_TASK TO COMPLETE_:
Render every line of the records below as a JSON list of strings, one string per line, skipping blank lines. Leave the pictures out.

━━━━━ STORED ROWS

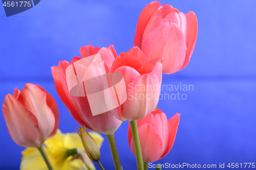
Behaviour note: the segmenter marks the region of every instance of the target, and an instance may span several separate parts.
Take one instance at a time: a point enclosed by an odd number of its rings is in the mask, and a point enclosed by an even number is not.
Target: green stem
[[[135,150],[135,156],[136,156],[137,167],[138,170],[143,170],[143,161],[142,159],[142,153],[140,147],[140,138],[139,137],[139,132],[138,131],[138,126],[137,120],[132,120],[130,122],[132,134],[133,135],[133,143],[134,150]]]
[[[42,145],[41,145],[40,147],[37,148],[37,149],[41,154],[44,160],[45,160],[45,162],[46,162],[46,165],[47,166],[49,170],[54,170],[54,169],[53,168],[53,167],[52,167],[52,165],[51,164],[48,157],[47,157],[47,155],[46,155],[46,152],[44,149],[44,147]]]
[[[100,162],[99,161],[99,160],[97,161],[97,163],[98,163],[98,164],[99,165],[99,167],[100,167],[100,168],[101,168],[102,170],[105,170],[105,169],[103,167],[102,165],[101,164],[101,163],[100,163]]]
[[[147,170],[148,167],[148,162],[143,162],[144,170]]]
[[[107,135],[106,137],[108,137],[108,140],[110,143],[110,150],[111,150],[111,154],[112,154],[115,168],[116,170],[122,170],[122,166],[120,163],[119,157],[118,156],[118,153],[117,153],[114,133],[110,135]]]

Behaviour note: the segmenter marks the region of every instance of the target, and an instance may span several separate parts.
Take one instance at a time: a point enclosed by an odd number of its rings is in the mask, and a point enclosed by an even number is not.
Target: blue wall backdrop
[[[113,44],[118,54],[127,52],[133,46],[139,14],[150,2],[42,0],[8,17],[0,7],[1,106],[15,87],[39,84],[56,101],[59,129],[75,132],[78,125],[57,94],[51,67],[80,56],[80,47],[87,44]],[[256,164],[256,1],[160,2],[184,13],[194,11],[199,29],[188,65],[163,77],[163,85],[193,85],[194,90],[162,91],[158,108],[168,118],[180,113],[180,123],[173,149],[156,163]],[[187,99],[164,100],[165,94],[178,92]],[[123,122],[115,133],[117,149],[123,169],[135,169],[127,127],[128,122]],[[114,169],[103,136],[101,161],[106,169]],[[0,139],[0,169],[18,169],[24,148],[11,138],[2,113]]]

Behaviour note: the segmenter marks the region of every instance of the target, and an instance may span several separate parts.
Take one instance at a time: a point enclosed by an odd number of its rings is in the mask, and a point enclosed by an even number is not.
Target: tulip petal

━━━━━━━━━━

_WRITTEN RESPONSE_:
[
  "Behaviour note: the segmenter marks the region of every instance of the target, and an instance may span several separate parts.",
  "Take one instance at a time: a point enclosed by an odd number of its rings is in the mask, and a point enclosed by an even number is not.",
  "Target: green stem",
  "[[[135,150],[135,156],[136,156],[137,167],[138,170],[143,170],[143,161],[142,159],[142,153],[140,147],[140,138],[139,137],[139,132],[138,131],[138,126],[137,120],[132,120],[130,122],[132,134],[133,135],[133,143],[134,150]]]",
  "[[[42,145],[41,145],[40,147],[37,148],[37,149],[41,154],[44,160],[45,160],[45,162],[46,162],[46,165],[47,166],[49,170],[54,170],[54,169],[53,168],[53,167],[52,167],[52,165],[51,164],[48,157],[47,157],[47,155],[46,155],[46,152],[44,149],[44,147]]]",
  "[[[100,162],[99,161],[99,160],[97,161],[97,163],[98,163],[98,164],[99,165],[99,167],[100,167],[100,168],[101,168],[102,170],[105,170],[105,169],[103,167],[102,165],[101,164],[101,163],[100,163]]]",
  "[[[147,170],[148,167],[148,162],[143,162],[144,170]]]",
  "[[[107,135],[106,137],[108,137],[108,140],[110,143],[110,150],[111,150],[111,154],[112,154],[115,168],[116,170],[122,170],[122,166],[120,163],[119,157],[118,156],[118,153],[117,153],[114,133],[110,135]]]",
  "Behaviour note: the segmenter marks the region of every instance of the target, and an instance may span several separate parts.",
  "Take one instance at a time: a point enclosed by an odd number of its rings is in the mask, and a point enclosed by an even number is not.",
  "Target: blue wall backdrop",
  "[[[113,44],[118,54],[127,52],[133,46],[139,14],[150,2],[42,0],[8,17],[0,7],[1,106],[15,87],[39,84],[56,101],[59,129],[75,132],[78,125],[57,94],[51,67],[80,56],[80,47],[87,44]],[[256,164],[256,1],[160,2],[184,13],[194,11],[199,29],[188,65],[163,77],[163,85],[193,85],[194,90],[162,91],[158,108],[168,118],[180,113],[180,123],[173,149],[156,163]],[[187,99],[164,100],[165,94],[178,92]],[[123,122],[115,133],[117,149],[123,169],[135,169],[127,127],[128,122]],[[114,169],[103,136],[101,161],[106,169]],[[0,139],[0,169],[18,169],[24,148],[11,138],[2,113]]]",
  "Behaviour note: the segmenter marks the region of every instance of the target, and an instance may span several separate parts.",
  "Take one instance at a time: a point enclosed by an odd number of its rings is in the mask, and a point enclosed by an even number is not.",
  "Target: tulip petal"
]